KUTIPAN TEKS:
★ ★ ★ ★ ★

Hikmah

Hikmah Resepsi Perkawinan dalam Islam

NU Online  ·  Jumat, 13 Juni 2025 | 05:00 WIB

Hikmah Resepsi Perkawinan dalam Islam

Ilustrasi perkawinan. SUmber: Canva/NU Online.

Pernikahan dalam Islam tidak hanya perihal ijab dan qabul saja. Ia adalah awal dari kehidupan baru yang selayaknya disambut dengan syukur dan bahagia. Karena itu, Islam tidak hanya mensyariatkan akad sebagai bentuk sahnya ikatan, tapi juga menganjurkan adanya resepsi atau walimah sebagai ungkapan rasa syukur kepada Allah.


Walimah tak sekadar tradisi atau pesta belaka, ia merupakan bentuk syukur atas nikmat pernikahan dan pengumuman ikatan suci agar diketahui masyarakat secara umum. Ia juga menjadi sarana mempererat silaturahmi, berbagi kebahagiaan, dan menjalin kebersamaan antar sesama. Lalu, apa sebenarnya hikmah dari disyariatkannya resepsi ini dalam Islam?


Namun, sebelum melangkah lebih jauh dalam membahas hikmah disyariatkannya resepsi dalam Islam, terlebih dahulu penulis akan menjelaskan makna dan definisi resepsi itu sendiri sebagaimana dipahami dalam khazanah kitab-kitab turats.


Merujuk penjelasan Syekh Najib al-Muthi’i, walimah berasal dari kata al-walm yang berarti “mengumpulkan”, karena dalam pernikahan dua mempelai dipersatukan. Adapun definisinya, walimah adalah hidangan di waktu pernikahan, atau bisa juga merujuk pada setiap hidangan yang disiapkan untuk menjamu undangan dan sejenisnya. (Takmilatul Majmu’ Syarhil Muhadzab, [Beirut: Darul Fikr, t.t], jilid XVI, halaman 393).

★ ★ ★ ★ ★

DAFTAR SOAL:
a: Tuliskan kembali bagian kutipan tentang walimah, mulai dari "Pernikahan dalam Islam" dan terus sampai "syukur kepada Allah.".
b: Sunting baris data mulai dari baris yang memuat "Each instance of the muddy" sampai baris data terakhir dengan mengganti "gets one marker" menjadi "receives a single marker" tanpa mengubah hal lain. Tampilkan hanya baris-baris tersebut.
Kutipan tentang walimah dan baris data merupakan bahan yang terpisah satu sama lain.

Data penunjukan
★ ★ ★ ★ ★

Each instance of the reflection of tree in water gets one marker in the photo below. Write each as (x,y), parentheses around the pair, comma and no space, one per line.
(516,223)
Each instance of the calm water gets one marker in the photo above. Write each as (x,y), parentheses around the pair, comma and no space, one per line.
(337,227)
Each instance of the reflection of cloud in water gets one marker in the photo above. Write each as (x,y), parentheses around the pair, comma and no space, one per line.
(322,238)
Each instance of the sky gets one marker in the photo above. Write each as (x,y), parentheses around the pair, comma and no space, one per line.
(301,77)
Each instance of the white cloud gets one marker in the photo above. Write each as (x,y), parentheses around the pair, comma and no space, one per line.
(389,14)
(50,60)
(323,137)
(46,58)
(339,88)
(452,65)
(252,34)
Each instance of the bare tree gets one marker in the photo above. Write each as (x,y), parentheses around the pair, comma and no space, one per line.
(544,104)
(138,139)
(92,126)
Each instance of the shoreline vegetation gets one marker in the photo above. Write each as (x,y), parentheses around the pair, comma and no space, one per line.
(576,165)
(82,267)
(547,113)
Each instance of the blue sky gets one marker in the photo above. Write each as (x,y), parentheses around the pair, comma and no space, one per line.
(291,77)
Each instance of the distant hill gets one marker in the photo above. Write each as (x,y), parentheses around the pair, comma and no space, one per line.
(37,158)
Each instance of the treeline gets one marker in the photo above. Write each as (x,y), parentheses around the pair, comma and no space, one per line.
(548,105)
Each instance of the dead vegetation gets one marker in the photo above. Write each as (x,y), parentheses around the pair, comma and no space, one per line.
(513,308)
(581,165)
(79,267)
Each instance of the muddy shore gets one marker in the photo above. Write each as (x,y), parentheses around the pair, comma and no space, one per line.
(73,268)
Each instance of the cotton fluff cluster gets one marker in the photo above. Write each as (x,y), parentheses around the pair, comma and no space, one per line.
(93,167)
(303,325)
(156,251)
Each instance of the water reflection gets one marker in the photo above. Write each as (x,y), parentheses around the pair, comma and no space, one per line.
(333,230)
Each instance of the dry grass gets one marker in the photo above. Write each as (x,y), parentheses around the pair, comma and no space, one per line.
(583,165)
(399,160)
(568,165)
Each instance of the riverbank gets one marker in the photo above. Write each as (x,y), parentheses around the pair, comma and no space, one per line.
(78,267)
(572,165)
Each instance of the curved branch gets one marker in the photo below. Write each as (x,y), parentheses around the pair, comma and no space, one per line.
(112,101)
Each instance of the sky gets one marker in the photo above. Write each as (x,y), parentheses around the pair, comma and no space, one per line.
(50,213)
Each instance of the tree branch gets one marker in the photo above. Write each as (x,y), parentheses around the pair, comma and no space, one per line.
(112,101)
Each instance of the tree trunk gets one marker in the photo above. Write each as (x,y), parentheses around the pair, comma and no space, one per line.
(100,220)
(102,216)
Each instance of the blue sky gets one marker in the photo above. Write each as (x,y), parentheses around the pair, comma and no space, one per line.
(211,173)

★ ★ ★ ★ ★

JAWABAN SOAL:
a:
Pernikahan dalam Islam tidak hanya perihal ijab dan qabul saja. Ia adalah awal dari kehidupan baru yang selayaknya disambut dengan syukur dan bahagia. Karena itu, Islam tidak hanya mensyariatkan akad sebagai bentuk sahnya ikatan, tapi juga menganjurkan adanya resepsi atau walimah sebagai ungkapan rasa syukur kepada Allah.

b:
Each instance of the muddy shore receives a single marker in the photo above. Write each as (x,y), parentheses around the pair, comma and no space, one per line.
(73,268)
Each instance of the cotton fluff cluster receives a single marker in the photo above. Write each as (x,y), parentheses around the pair, comma and no space, one per line.
(93,167)
(303,325)
(156,251)
Each instance of the water reflection receives a single marker in the photo above. Write each as (x,y), parentheses around the pair, comma and no space, one per line.
(333,230)
Each instance of the dry grass receives a single marker in the photo above. Write each as (x,y), parentheses around the pair, comma and no space, one per line.
(583,165)
(399,160)
(568,165)
Each instance of the riverbank receives a single marker in the photo above. Write each as (x,y), parentheses around the pair, comma and no space, one per line.
(78,267)
(572,165)
Each instance of the curved branch receives a single marker in the photo below. Write each as (x,y), parentheses around the pair, comma and no space, one per line.
(112,101)
Each instance of the sky receives a single marker in the photo above. Write each as (x,y), parentheses around the pair, comma and no space, one per line.
(50,213)
Each instance of the tree branch receives a single marker in the photo above. Write each as (x,y), parentheses around the pair, comma and no space, one per line.
(112,101)
Each instance of the tree trunk receives a single marker in the photo above. Write each as (x,y), parentheses around the pair, comma and no space, one per line.
(100,220)
(102,216)
Each instance of the blue sky receives a single marker in the photo above. Write each as (x,y), parentheses around the pair, comma and no space, one per line.
(211,173)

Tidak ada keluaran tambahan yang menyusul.